== Dataset excerpts ==
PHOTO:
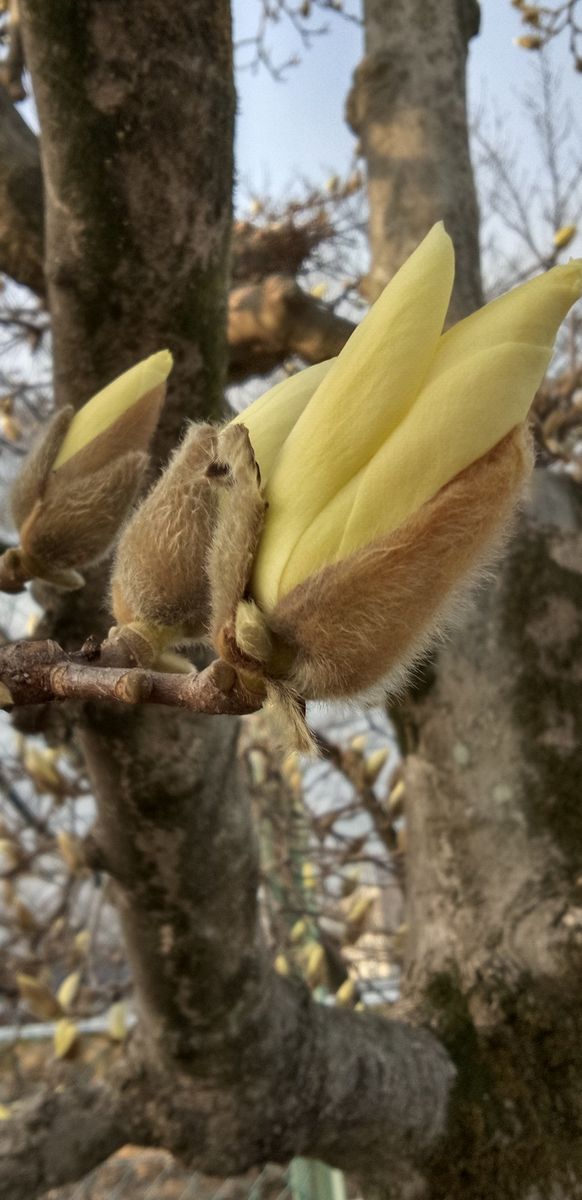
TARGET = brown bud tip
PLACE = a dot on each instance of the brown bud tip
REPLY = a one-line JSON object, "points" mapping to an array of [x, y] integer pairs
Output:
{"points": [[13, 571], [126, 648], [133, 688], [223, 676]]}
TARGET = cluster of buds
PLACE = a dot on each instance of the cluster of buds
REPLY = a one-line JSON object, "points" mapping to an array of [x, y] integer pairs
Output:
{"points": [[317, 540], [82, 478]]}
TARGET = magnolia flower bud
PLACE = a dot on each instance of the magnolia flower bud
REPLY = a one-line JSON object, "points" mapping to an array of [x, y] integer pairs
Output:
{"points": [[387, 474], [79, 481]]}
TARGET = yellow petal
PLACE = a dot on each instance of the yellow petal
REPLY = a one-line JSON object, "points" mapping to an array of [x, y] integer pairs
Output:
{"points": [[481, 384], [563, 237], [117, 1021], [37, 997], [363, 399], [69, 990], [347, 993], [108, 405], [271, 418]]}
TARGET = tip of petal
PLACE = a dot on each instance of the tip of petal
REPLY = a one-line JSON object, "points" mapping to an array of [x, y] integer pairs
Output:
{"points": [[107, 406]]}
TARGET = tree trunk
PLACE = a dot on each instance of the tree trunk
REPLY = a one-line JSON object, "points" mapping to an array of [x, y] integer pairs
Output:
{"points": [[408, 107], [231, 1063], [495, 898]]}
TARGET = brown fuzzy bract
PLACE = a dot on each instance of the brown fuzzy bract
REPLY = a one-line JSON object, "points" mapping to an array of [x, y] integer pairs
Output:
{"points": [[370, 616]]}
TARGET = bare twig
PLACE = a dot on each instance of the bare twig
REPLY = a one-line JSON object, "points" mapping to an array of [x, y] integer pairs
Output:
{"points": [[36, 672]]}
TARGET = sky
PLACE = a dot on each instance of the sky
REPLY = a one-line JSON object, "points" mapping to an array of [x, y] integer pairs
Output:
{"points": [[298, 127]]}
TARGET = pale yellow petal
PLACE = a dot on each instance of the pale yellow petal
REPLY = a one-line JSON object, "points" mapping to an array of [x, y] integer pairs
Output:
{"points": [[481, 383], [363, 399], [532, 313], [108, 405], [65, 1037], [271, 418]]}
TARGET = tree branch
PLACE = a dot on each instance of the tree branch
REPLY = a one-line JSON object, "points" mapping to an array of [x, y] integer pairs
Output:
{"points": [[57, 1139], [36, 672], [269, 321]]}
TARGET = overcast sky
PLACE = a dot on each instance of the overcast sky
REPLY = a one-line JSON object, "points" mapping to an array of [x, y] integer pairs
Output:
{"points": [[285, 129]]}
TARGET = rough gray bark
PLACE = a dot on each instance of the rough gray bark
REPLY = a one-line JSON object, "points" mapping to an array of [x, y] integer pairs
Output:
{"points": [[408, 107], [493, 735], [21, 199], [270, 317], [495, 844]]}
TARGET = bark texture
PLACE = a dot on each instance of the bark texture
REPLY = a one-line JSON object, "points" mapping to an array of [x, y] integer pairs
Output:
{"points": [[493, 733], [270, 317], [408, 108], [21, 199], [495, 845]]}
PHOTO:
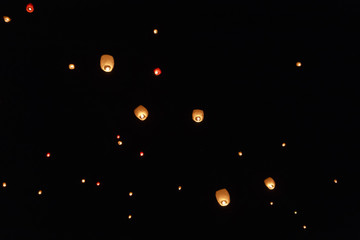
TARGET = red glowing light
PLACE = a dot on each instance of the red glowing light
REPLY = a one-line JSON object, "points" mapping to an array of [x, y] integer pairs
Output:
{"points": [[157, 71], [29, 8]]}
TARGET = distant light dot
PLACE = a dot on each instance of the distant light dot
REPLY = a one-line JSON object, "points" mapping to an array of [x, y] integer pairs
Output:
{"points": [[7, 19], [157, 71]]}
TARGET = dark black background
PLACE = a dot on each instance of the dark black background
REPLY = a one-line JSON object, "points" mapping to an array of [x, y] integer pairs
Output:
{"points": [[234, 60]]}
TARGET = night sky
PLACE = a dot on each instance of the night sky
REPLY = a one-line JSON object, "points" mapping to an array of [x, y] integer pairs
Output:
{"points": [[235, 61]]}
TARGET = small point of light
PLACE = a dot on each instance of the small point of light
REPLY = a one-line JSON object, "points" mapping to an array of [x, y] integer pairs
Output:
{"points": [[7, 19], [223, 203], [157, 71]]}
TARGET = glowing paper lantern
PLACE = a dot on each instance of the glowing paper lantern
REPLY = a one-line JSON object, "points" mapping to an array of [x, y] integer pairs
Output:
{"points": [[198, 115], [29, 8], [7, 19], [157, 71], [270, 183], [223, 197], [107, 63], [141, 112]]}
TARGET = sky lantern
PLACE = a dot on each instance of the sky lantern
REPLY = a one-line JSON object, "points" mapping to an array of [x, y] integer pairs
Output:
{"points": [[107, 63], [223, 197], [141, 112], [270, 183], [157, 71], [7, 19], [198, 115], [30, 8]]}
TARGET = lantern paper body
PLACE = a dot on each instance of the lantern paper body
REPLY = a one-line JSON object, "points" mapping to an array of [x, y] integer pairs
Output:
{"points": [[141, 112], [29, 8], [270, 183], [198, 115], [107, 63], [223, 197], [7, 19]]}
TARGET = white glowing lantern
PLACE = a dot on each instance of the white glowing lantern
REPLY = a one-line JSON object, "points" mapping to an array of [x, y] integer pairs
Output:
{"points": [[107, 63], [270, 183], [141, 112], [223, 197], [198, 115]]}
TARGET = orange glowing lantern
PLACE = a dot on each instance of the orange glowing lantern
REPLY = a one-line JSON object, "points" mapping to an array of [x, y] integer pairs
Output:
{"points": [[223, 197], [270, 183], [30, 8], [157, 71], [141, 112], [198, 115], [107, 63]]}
===
Can you retype all of the rows above word for word, leaving the pictures out?

→ **Answer to this exercise**:
PHOTO:
TARGET = brown bud tip
PLACE = a dot on each instance of the brown bud tip
REPLY = a one-line JSON object, "points" mapping to an array of [x, y] integer pairs
Output:
{"points": [[13, 571], [126, 648], [133, 688], [223, 676]]}
TARGET = cluster of buds
PLACE = a dot on each instance of the cluster of buds
REPLY = a one-line JSON object, "points" mapping to an array of [x, y] integer pairs
Output:
{"points": [[317, 540], [82, 478]]}
TARGET = magnolia flower bud
PLACE = a dot on each instance of the magnolia flower bud
REPLY = a one-line JSON object, "points" mapping to an array of [x, y] integer pairs
Output:
{"points": [[387, 474], [79, 481]]}
TARGET = yellow petal
PLACE = a dot on each instance of the yellow petal
REPLY = a one-line JSON object, "points" mapping to an array of [x, y] integer pairs
Output:
{"points": [[481, 384], [563, 237], [117, 1021], [37, 997], [363, 399], [69, 990], [347, 993], [108, 405], [271, 418]]}
TARGET = tip of petal
PLACE = a dot on each instance of the tip of petal
REPLY = a one-line JSON object, "points" mapping to an array of [x, y] integer pairs
Output:
{"points": [[107, 406]]}
TARGET = tree trunk
PLACE = a dot on each instance of the tree trunk
REPLY = a one-line JSON object, "points" mapping to an array of [x, y] integer pairs
Output:
{"points": [[408, 107], [231, 1063], [495, 898]]}
TARGET = brown fuzzy bract
PLACE = a dot on each instance of the brown fuzzy bract
REPLY = a one-line JSON object, "points" mapping to an array of [x, y] integer pairs
Output:
{"points": [[370, 616]]}
TARGET = bare twig
PLACE = a dot on each instance of the bare twig
REPLY = a one-line JSON object, "points" mapping to an array of [x, y] integer pairs
Output:
{"points": [[36, 672]]}
TARGET = sky
PLACE = a dot on each instance of the sky
REPLY = a one-line JSON object, "points" mapping to an array of [x, y] integer pairs
Output:
{"points": [[298, 127]]}
TARGET = pale yellow petal
PLACE = a dot on each instance of the pale yellow petal
REPLY = a one-line JSON object, "points" mapping to an array of [x, y] integer pairs
Output:
{"points": [[481, 383], [363, 399], [532, 313], [108, 405], [65, 1037], [271, 418]]}
TARGET = tree branch
PLACE = a dot on each instance of the tree branch
REPLY = a one-line JSON object, "points" mapping to an array of [x, y] integer pairs
Output:
{"points": [[57, 1139], [36, 672], [269, 321]]}
TARGET = overcast sky
PLACE = a dot on each instance of the overcast sky
REPLY = a one-line JSON object, "points" mapping to an array of [x, y] integer pairs
Output:
{"points": [[285, 129]]}
TARGET = rough gray bark
PLACE = a dot on each instance of the rough gray bark
REPLY = a one-line JSON object, "points" mapping to an array of [x, y] integer pairs
Output:
{"points": [[408, 107], [493, 735], [21, 199], [270, 317], [495, 844]]}
TARGET = bark texture
PLACE = a dot on each instance of the bark texture
REPLY = a one-line JSON object, "points" mapping to an array of [x, y] integer pairs
Output:
{"points": [[493, 733], [270, 317], [408, 108], [21, 199], [495, 845]]}
PHOTO:
TARGET = red glowing light
PLACE = a dot on each instance of the red glowing light
REPLY = a one-line JSON object, "points" mapping to an array of [x, y] integer pairs
Output:
{"points": [[157, 71], [29, 8]]}
TARGET = distant light dot
PLACE = a dot on each instance of the distant light dot
REPLY = a one-line JSON object, "points" mapping to an array of [x, y] integer pairs
Output:
{"points": [[7, 19], [157, 71]]}
TARGET = dark black background
PLACE = a dot on each instance of the dark black background
REPLY = a one-line JSON object, "points" mapping to an array of [x, y] integer pairs
Output:
{"points": [[234, 60]]}
TARGET = night sky
PLACE = a dot on each instance of the night sky
REPLY = a one-line JSON object, "points" mapping to an array of [x, y] integer pairs
Output:
{"points": [[235, 61]]}
TARGET = small point of light
PLACE = a dot on each instance of the small point of light
REPLY = a one-line JSON object, "points" mapping to an array of [x, y] integer pairs
Output:
{"points": [[7, 19], [223, 203], [157, 71]]}
TARGET = glowing paper lantern
PLACE = a dot on each instance of the glowing paper lantern
REPLY = a one-line JSON object, "points" mapping to an array of [x, y] integer pairs
Output:
{"points": [[198, 115], [29, 8], [7, 19], [157, 71], [270, 183], [223, 197], [107, 63], [141, 112]]}
TARGET = sky lantern
PLACE = a dot on each instance of the sky lantern
REPLY = a one-line JSON object, "points" mapping to an array of [x, y] integer pairs
Output:
{"points": [[107, 63], [223, 197], [141, 112], [270, 183], [157, 71], [7, 19], [198, 115], [30, 8]]}
TARGET = lantern paper body
PLACE = a dot on each instance of the lantern paper body
REPLY = a one-line JSON object, "points" mapping to an array of [x, y] integer pairs
Output:
{"points": [[141, 112], [29, 8], [270, 183], [198, 115], [107, 63], [223, 197], [7, 19]]}
TARGET = white glowing lantern
PLACE = a dot on each instance of the white glowing lantern
REPLY = a one-line JSON object, "points" mapping to an array of [x, y] integer pairs
Output:
{"points": [[107, 63], [270, 183], [141, 112], [223, 197], [198, 115]]}
TARGET = orange glowing lantern
PLACE = a dot on each instance of the orange glowing lantern
REPLY = a one-line JSON object, "points" mapping to an array of [x, y] integer pairs
Output:
{"points": [[223, 197], [270, 183], [30, 8], [157, 71], [141, 112], [198, 115], [107, 63]]}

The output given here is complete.